EXTRACTED TEXT:
━━━━━━━━━━━━━━━━

Since our inception, we have financed our operations primarily through private sales of our common stock effected in reliance on the exemption from registration contained in Section 4(2) of the Securities Act and the issuance of convertible promissory notes, outside loans and loans provided by management. We have no credit lines or facilities as of March 31, 2013, nor have we ever had a credit facility since our inception. We anticipate that we will require additional financing to fund our operations beyond the second quarter of 2013, which financing we expect to result from loans from our management and private sales of our common stock or securities convertible into shares of our common stock to outside investors. However, there is no assurance that we will obtain such financing, or that we will do so on favorable terms, and no assurance can be given that we will have sufficient capital available to operate beyond the second quarter of 2013.

 

We will also need to satisfy current liabilities of $102,561 and fund our other operating activities during 2013. Such current liabilities include vendor accounts payable and accrued expenses, and also relate to the cancellation of a convertible promissory note. Effective February 6, 2013, as discussed under the caption “Recent Development” included under Item 1 (“Business”) of our Form 10/A, and referred to under “Results of Operations,” above, and under Note 2 to the condensed financial statements included in this Form 10-Q, the Company entered into a settlement and release agreement with the holder of the note payable, whereby the convertible promissory note representing a current liability balance of $114,700 was cancelled in exchange for the payment by the Company to the note holder of $25,000 and an additional payment of $15,000 on the first anniversary date of the settlement and release agreement.

 

We currently have no material commitments for capital expenditures.

━━━━━━━━━━━━━━━━

RECORDS:
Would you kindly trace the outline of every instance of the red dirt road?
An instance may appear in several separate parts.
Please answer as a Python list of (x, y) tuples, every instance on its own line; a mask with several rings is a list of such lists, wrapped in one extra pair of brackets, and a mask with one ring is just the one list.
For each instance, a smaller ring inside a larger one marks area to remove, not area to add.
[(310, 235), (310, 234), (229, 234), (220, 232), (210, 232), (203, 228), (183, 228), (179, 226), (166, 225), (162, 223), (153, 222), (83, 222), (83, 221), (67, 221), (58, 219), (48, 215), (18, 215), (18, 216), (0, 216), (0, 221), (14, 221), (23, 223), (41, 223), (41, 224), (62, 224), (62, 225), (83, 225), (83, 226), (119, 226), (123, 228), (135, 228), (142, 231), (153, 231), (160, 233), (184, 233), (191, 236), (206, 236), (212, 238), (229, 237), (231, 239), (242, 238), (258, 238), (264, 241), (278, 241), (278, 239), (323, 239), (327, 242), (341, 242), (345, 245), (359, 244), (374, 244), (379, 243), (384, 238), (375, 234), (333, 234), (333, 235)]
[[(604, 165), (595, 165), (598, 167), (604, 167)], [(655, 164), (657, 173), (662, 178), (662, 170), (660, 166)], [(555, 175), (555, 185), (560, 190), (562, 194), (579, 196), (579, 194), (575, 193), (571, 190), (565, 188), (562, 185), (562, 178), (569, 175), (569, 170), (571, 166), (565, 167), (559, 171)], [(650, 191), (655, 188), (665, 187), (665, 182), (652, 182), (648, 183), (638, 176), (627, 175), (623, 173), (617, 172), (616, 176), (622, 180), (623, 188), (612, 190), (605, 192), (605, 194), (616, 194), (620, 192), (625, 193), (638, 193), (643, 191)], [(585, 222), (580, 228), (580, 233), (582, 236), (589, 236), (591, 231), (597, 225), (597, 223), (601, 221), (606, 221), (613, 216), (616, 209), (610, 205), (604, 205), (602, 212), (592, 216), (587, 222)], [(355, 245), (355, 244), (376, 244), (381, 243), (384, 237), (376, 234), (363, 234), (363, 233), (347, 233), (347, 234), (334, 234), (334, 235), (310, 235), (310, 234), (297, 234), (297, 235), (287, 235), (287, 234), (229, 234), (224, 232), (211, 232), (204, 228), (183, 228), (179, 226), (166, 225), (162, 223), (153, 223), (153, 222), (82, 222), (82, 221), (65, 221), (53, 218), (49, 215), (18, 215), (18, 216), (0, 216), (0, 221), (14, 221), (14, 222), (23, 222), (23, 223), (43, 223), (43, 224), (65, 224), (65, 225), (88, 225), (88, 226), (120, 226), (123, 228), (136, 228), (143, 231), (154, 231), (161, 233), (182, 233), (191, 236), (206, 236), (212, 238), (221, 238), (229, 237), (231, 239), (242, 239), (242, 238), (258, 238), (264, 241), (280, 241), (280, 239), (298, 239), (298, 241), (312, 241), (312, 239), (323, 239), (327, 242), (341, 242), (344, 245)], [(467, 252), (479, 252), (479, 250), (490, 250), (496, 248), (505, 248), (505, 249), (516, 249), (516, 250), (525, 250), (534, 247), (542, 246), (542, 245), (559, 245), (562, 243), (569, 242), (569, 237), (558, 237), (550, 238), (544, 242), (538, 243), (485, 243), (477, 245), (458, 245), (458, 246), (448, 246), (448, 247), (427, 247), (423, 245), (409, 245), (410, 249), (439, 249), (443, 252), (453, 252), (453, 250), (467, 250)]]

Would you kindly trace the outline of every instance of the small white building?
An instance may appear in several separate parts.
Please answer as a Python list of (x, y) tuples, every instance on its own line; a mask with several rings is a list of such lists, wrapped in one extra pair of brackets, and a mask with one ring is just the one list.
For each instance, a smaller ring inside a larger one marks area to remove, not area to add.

━━━━━━━━━━━━━━━━

INSTRUCTIONS FOR THE TASK: Give every dollar amount that appears in the financing excerpt above.

TASK OUTPUT:
$102,561
$114,700
$25,000
$15,000